▸ **Description of the task**: Return, word for word, the part of the article about Anthem's planned takeover of Cigna that starts with the words "Anthem added that" and ends with "offer its customers.".

▸ **Passage shown**:
----

Anthem vowed Thursday to appeal a federal judge’s move to halt its planned takeover of Cigna.
A federal judge in DC made the decision Wednesday, saying it would violate antitrust law for the second- and third-largest health insurers in the US to combine.
The deal, valued at $54 billion when it was announced in 2015, would make the combined company the largest health care provider in the nation.
But if the merger plans fall through, Anthem will owe Cigna a $1.85 billion breakup fee, according to the terms of their agreement.
Anthem is determined to ensure Wednesday’s decision isn’t the final word on the issue. The company said in a statement Thursday that it “promptly intends to file a notice of appeal and request an expedited hearing.”
Anthem added that the deal “was approved by over 99% of the votes cast by the shareholders of both companies.”
Cigna said in a statement posted early Thursday that it “intends to carefully review the opinion and evaluate its options.”
Anthem has argued that the deal would save health insurance customers over $2 billion in medical costs because Cigna customers will be able to access discounts that Anthem is able to offer its customers.
In the order issued Wednesday, Washington DC District Court Judge Amy Berman Jackson wrote that Cigna may not be able to offer steeper discounts, but it seeks to keep its customers healthier.
“Cigna has sought to differentiate itself with its approach towards reducing costs by increasing health,” the judge wrote. “For this reason, some customers prefer Cigna notwithstanding its discount disadvantage, and there was some testimony from medical personnel that the approach is working.”

----

▸ **Supplied data**:
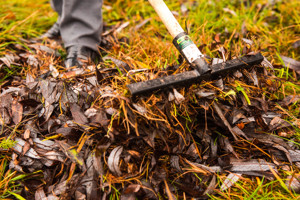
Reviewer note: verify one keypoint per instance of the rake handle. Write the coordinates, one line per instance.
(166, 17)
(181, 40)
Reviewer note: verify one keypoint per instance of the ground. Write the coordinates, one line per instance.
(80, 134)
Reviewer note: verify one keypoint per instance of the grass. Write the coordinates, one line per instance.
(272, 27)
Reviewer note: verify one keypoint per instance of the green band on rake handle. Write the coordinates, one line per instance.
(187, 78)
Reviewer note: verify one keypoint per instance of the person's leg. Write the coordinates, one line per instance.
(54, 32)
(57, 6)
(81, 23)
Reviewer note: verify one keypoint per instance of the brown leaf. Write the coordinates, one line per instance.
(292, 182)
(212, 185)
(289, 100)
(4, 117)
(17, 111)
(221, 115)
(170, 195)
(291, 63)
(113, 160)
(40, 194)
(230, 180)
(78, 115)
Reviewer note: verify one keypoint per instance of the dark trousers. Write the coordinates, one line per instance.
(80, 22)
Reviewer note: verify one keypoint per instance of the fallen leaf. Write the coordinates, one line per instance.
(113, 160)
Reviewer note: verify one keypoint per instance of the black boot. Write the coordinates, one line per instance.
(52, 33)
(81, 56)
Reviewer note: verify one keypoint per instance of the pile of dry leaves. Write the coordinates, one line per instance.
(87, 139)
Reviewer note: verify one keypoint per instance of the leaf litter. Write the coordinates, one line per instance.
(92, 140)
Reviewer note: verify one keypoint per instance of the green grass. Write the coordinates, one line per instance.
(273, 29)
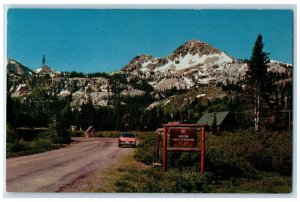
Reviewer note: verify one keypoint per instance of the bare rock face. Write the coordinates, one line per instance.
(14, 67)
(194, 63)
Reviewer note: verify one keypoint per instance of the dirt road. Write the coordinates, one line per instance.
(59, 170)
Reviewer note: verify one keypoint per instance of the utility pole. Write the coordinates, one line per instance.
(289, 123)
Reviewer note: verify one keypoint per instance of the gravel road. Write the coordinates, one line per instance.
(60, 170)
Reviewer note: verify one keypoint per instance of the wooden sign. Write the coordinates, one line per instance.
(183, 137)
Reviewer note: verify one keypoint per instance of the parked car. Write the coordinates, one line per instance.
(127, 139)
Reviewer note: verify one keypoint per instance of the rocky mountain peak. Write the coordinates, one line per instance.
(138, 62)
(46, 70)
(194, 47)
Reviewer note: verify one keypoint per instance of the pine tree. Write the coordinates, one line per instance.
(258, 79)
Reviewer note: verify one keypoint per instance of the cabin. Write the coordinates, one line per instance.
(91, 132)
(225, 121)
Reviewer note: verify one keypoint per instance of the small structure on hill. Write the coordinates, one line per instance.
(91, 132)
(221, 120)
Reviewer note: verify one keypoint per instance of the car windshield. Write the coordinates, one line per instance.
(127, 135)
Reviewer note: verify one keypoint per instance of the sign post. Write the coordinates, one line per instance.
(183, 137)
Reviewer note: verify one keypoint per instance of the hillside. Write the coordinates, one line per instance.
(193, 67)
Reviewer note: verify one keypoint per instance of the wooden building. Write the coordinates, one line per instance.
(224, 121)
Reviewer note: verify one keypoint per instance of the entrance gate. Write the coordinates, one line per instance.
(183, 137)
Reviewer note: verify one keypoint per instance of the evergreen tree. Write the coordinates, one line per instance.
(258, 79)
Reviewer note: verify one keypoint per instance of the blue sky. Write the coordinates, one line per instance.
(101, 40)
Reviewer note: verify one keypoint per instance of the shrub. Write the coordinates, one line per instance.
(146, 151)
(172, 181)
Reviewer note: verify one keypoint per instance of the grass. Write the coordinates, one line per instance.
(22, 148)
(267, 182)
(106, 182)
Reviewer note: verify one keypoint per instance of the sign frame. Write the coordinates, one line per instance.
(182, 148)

----

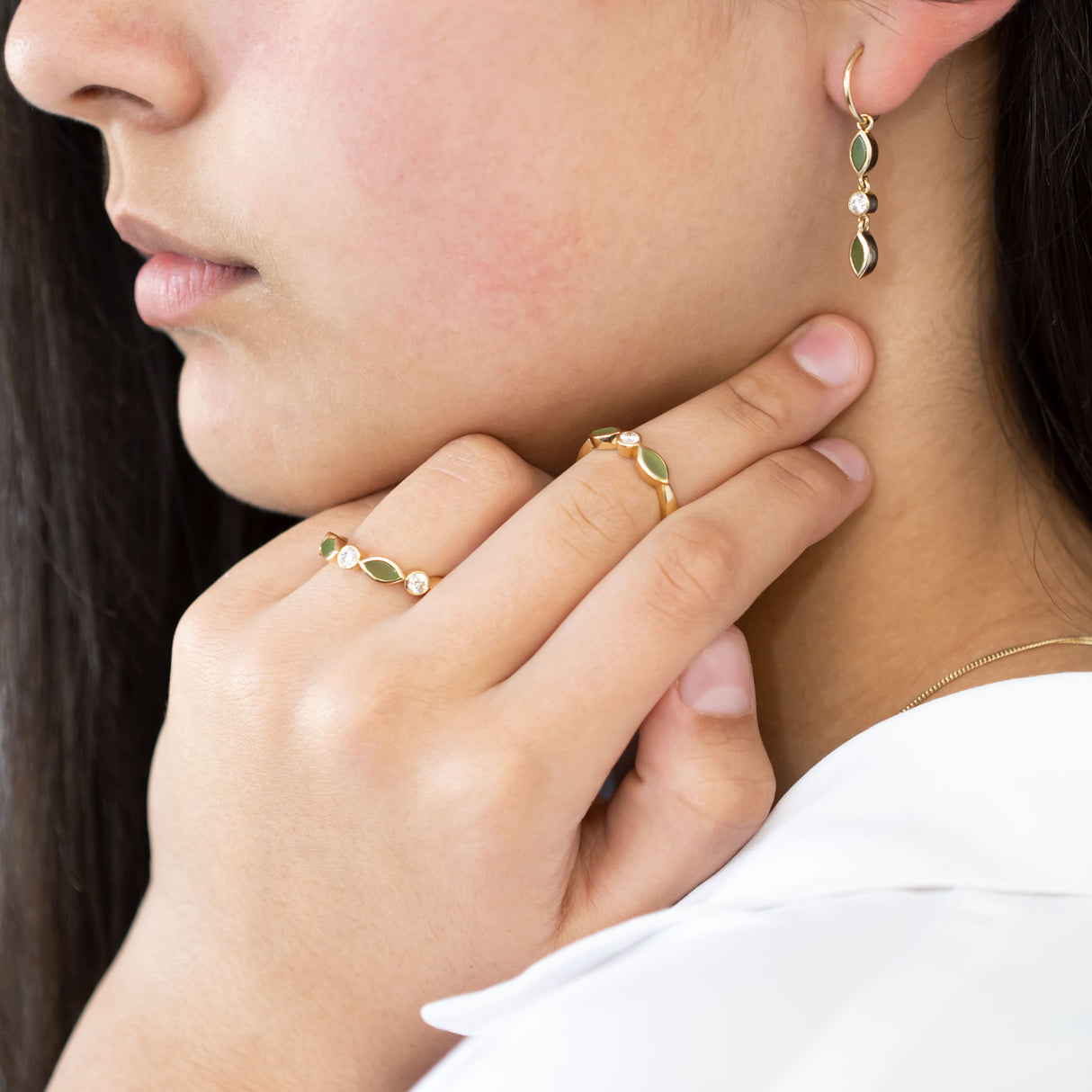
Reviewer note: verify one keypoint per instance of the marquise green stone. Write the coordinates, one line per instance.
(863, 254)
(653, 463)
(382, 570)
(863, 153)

----

▸ **Solution to the problem**:
Anthem added that the deal “was approved by over 99% of the votes cast by the shareholders of both companies.”
Cigna said in a statement posted early Thursday that it “intends to carefully review the opinion and evaluate its options.”
Anthem has argued that the deal would save health insurance customers over $2 billion in medical costs because Cigna customers will be able to access discounts that Anthem is able to offer its customers.